La nuova linfa strutturale si estende anche allo sviluppo e alla progressione dei due avatar. Una volta scelta quale delle due sorelle impersonare, si aprirà davanti al giocatore una progressione molto più simile a un gioco di ruolo che a un fps, con tanto di skill tree, livelli, potenziamenti alle armi e quant’altro. Da qui viene la necessità di potenziarsi per bene prima di procedere con la storia sfruttando, come dicevamo, le tante attività secondarie sparse per il mondo di gioco. Jessie e Zophia possono sviluppare elementi quali la quantità massima di salute e scudi disponibili, la capacità di diventare invisibili per un certo lasso di tempo o di impugnare le gigantesche armi imbracciate dai numerosissimi soldati nemici, dando così vita a una discreta varietà di approcci ai numerosissimi scontri a fuoco. Perché sì, nonostante le tante novità, Wolfenstein: Youngblood rimane pur sempre un FPS nell’animo, ed è proprio negli scontri con le truppe nemiche che offre il meglio di sé, seppur con alcune limitazioni.

....

* _ESERCIZI PROPOSTI_
1 > Nel testo su Wolfenstein: Youngblood, a quale genere di gioco viene paragonata la progressione dei due avatar?
2 > Elenca tutti gli elementi che, secondo il testo su Wolfenstein: Youngblood, Jessie e Zophia possono sviluppare.
3 > Prosegui il testo su Wolfenstein: Youngblood a partire dal punto in cui si interrompe.

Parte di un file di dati
....

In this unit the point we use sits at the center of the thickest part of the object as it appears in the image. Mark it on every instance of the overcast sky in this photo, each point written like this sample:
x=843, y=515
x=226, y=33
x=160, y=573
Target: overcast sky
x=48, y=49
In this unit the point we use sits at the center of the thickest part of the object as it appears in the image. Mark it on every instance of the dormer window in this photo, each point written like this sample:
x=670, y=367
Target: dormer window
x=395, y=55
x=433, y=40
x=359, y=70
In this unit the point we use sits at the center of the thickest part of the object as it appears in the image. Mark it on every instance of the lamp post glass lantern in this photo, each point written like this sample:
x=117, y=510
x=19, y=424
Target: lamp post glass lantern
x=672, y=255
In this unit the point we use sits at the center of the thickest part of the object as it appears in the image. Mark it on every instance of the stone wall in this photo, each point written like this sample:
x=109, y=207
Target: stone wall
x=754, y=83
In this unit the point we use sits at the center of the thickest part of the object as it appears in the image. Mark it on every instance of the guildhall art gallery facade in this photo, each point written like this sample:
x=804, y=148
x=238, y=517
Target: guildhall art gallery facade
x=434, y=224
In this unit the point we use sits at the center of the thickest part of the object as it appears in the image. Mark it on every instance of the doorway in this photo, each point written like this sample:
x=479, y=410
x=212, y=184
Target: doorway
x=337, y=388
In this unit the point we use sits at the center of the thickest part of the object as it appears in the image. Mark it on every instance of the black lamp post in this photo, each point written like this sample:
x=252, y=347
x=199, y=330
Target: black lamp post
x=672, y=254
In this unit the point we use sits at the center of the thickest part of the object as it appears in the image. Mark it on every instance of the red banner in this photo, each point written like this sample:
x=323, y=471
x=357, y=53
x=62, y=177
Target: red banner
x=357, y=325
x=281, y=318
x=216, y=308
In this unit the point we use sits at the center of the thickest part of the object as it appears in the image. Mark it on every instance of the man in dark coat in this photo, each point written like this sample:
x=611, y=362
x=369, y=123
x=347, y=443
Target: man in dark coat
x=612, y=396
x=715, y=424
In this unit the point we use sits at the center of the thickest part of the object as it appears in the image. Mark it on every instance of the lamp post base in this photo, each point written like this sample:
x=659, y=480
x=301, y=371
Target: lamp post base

....

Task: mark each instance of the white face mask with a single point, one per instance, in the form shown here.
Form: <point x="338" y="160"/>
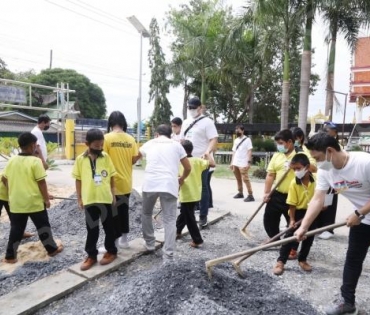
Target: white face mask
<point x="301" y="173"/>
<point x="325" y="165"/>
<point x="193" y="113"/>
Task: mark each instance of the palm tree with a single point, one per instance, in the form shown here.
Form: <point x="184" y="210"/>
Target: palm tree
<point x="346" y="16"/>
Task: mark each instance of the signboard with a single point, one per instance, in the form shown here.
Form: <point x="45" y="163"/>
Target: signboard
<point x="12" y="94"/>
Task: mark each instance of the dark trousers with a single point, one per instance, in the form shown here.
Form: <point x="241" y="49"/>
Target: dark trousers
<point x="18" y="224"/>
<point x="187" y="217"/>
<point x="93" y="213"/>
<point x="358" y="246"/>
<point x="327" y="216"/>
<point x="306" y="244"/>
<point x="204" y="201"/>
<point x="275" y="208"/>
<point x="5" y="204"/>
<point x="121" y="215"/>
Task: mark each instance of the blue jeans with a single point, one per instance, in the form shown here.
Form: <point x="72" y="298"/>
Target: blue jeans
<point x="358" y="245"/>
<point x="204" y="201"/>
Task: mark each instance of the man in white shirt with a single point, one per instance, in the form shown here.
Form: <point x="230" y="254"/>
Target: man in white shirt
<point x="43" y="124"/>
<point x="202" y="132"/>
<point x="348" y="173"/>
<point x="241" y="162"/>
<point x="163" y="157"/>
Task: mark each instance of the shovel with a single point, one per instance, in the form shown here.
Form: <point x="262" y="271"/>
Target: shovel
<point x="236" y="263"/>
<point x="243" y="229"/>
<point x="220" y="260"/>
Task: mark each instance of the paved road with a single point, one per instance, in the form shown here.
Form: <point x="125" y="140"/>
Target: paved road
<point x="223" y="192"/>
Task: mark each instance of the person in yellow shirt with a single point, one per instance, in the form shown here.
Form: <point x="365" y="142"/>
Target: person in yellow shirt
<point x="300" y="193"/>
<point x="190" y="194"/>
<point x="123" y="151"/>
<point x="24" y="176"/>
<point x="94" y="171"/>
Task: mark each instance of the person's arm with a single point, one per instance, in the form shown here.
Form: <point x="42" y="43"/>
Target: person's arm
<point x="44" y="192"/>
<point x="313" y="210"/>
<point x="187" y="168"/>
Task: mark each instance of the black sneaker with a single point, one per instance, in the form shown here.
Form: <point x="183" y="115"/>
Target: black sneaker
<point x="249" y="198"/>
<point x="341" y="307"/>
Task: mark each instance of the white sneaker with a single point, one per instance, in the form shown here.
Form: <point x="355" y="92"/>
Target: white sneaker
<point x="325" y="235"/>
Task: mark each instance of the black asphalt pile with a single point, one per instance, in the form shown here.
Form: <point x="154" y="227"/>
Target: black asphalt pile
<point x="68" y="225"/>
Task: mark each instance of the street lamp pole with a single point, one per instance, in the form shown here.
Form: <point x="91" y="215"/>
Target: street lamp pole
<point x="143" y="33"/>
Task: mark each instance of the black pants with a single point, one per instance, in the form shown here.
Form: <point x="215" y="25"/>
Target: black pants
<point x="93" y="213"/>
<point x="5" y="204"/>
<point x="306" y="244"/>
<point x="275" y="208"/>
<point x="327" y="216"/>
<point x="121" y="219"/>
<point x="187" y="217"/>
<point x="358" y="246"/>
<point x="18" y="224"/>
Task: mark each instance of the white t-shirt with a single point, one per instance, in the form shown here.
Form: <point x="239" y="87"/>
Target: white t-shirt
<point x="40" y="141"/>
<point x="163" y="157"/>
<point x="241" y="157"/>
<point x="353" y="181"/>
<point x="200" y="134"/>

....

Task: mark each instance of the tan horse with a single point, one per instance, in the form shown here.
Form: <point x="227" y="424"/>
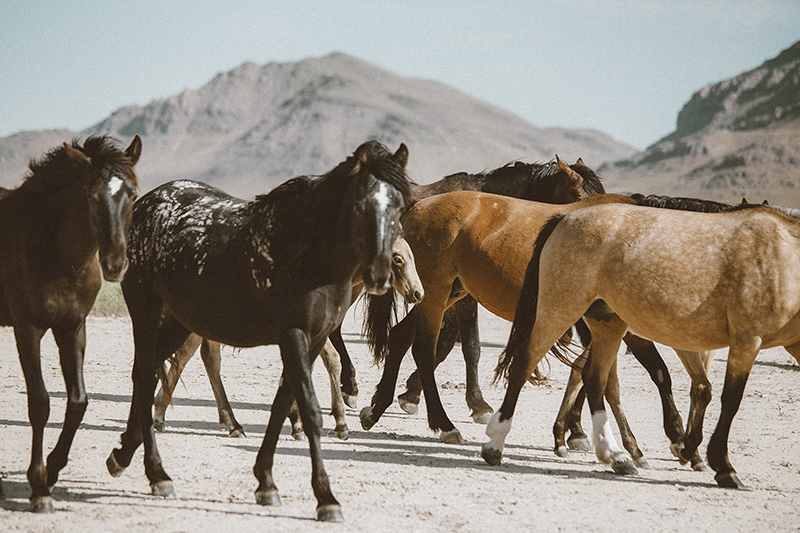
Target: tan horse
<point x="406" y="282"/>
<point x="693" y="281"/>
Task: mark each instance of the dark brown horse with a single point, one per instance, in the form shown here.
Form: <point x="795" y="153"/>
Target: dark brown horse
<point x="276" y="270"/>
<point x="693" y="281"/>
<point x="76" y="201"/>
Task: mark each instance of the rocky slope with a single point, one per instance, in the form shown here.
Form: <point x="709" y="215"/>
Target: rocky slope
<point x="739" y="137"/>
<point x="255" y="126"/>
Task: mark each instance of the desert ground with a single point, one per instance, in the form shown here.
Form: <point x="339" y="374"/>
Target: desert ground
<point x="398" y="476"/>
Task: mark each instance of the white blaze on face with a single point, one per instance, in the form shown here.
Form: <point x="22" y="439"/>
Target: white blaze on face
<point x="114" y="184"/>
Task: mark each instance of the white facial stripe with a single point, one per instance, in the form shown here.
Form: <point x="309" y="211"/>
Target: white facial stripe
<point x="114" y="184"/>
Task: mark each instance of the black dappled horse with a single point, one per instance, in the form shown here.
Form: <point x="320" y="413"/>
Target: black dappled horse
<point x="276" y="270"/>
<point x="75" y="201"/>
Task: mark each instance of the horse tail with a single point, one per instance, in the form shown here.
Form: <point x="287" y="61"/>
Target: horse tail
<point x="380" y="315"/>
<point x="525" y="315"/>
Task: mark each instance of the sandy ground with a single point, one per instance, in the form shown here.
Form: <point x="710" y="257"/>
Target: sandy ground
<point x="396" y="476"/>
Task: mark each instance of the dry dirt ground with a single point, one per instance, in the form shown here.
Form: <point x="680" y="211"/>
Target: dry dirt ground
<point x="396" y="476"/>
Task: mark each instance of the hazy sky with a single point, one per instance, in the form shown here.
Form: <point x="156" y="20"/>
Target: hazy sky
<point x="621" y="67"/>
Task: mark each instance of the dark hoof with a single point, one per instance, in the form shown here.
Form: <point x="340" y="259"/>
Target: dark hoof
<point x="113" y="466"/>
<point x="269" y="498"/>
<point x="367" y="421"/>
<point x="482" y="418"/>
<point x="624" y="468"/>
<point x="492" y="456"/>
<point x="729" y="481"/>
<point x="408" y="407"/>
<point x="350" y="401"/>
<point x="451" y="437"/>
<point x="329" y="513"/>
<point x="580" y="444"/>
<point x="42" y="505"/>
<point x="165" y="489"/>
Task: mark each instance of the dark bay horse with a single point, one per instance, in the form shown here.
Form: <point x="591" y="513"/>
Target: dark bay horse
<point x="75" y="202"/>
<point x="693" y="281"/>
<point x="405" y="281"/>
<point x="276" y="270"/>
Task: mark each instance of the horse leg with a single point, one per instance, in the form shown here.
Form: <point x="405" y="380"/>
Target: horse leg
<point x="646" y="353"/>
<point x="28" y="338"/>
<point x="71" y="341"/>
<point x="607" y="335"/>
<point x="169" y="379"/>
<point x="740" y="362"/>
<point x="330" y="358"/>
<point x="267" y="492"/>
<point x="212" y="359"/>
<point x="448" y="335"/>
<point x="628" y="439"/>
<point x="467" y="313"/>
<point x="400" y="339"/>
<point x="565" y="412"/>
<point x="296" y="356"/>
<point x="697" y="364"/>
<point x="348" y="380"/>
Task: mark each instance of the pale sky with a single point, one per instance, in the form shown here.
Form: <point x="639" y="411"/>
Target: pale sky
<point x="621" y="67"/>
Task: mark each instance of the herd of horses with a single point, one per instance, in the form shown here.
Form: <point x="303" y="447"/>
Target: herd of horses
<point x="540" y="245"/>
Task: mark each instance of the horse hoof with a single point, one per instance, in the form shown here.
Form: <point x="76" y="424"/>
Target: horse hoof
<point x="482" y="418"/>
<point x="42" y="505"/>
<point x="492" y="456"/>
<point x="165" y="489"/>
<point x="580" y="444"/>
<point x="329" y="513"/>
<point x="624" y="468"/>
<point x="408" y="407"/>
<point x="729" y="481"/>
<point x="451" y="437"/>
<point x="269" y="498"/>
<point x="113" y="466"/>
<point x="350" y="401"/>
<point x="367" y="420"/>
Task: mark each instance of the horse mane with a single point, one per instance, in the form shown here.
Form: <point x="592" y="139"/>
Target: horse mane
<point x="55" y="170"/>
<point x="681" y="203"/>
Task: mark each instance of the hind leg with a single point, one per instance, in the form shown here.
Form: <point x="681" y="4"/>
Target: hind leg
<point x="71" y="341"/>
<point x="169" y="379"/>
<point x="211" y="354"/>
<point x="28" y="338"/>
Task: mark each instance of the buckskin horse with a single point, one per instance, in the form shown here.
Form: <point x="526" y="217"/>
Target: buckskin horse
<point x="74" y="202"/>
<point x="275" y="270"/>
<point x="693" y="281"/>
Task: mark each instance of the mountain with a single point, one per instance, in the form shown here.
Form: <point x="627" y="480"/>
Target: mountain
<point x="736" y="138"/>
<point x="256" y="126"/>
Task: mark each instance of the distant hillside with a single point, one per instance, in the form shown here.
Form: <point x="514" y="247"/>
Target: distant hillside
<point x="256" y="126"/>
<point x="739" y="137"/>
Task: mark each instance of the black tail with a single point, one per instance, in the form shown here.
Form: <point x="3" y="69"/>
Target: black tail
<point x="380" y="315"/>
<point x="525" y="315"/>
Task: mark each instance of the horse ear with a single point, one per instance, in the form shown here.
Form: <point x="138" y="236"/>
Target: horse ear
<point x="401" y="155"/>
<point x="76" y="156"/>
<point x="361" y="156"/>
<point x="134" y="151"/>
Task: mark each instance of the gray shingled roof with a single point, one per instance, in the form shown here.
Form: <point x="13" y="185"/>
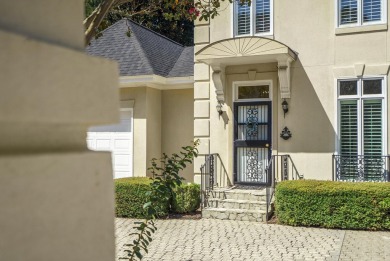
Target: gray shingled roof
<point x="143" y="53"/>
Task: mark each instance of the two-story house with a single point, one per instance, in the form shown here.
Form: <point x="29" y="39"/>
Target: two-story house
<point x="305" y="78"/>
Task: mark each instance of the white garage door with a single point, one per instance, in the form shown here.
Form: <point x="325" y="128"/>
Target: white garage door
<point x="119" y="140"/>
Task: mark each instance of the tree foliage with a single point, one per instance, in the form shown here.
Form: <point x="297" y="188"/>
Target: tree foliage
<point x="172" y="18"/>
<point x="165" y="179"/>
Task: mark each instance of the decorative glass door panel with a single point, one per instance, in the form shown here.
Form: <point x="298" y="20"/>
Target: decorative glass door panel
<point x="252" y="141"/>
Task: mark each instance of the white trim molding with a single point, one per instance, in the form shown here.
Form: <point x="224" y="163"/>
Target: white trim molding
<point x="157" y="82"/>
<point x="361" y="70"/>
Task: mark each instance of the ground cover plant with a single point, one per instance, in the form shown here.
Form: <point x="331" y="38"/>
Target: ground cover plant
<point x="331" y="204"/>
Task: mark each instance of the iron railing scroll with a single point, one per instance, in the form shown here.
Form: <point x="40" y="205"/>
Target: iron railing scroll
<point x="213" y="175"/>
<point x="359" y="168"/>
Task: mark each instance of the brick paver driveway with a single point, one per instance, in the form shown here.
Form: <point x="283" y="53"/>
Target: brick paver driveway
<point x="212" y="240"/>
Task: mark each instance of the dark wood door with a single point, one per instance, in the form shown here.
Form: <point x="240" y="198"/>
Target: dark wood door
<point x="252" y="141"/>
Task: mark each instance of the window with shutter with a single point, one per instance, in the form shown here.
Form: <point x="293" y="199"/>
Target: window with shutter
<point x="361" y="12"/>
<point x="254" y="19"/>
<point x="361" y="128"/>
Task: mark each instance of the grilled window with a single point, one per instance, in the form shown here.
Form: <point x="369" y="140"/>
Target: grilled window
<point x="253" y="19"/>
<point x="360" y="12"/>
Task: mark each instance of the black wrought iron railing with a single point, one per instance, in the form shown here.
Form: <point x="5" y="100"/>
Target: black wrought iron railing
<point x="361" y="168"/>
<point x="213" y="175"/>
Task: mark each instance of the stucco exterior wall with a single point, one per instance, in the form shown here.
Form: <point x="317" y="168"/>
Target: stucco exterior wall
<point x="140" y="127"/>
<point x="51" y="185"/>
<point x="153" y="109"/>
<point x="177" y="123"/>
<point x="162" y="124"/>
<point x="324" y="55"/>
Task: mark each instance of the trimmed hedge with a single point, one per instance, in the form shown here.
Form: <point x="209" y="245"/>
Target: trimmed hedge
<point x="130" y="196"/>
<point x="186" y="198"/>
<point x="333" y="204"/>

....

* _SOLUZIONI DEGLI ESERCIZI_
1 > A un gioco di ruolo, più che a un fps.

2 >
- La quantità massima di salute disponibile
- La quantità massima di scudi disponibili
- La capacità di diventare invisibili per un certo lasso di tempo
- La capacità di impugnare le gigantesche armi imbracciate dai soldati nemici

3 >
wolfenstein: youngblood

La natura ruolistica donata a Wolfenstein: Youngblood incide sulla progressione in più di un’occasione. Spesso è necessario fermarsi a livellare o a svolgere missioni secondarie per poter poi proseguire la storia ma, soprattutto, in alcuni frangenti sembra essere troppo marcata la natura di gioco pensato per essere fruito in cooperativa. Sì, l’obiettivo principale degli sviluppatori era quello di offrire un titolo pensato per giocare in compagnia, e da questo punto di vista la missione è più che riuscita. Giocare in compagnia di un amico è nettamente più vantaggioso e divertente, anche considerando il fatto che le forze naziste (sempre in numero massiccio, quasi soverchiante) risultano molto più semplici da tenere a bada in compagnia di un alleato “umano”. La sorella controllata dell’IA, infatti, si rende più volte protagonista di svarioni vari, lasciando nelle mani del giocatore l’incombenza di annientare i coriacei nemici. In verità, da questo punto di vista va fatta un’importante premessa: i nemici standard vanno giù che è un piacere, ma ciò non si può affermare per quelli speciali. Gli avversari più tosti, presenti in verità in grande quantità, necessitano un approccio molto più tattico e parsimonioso per essere sconfitti, e la soluzione più adeguata è quella di ricercare nel loro corpo l’ormai classico punto debole, contrassegnato dall’immancabile mirino di colore rosso.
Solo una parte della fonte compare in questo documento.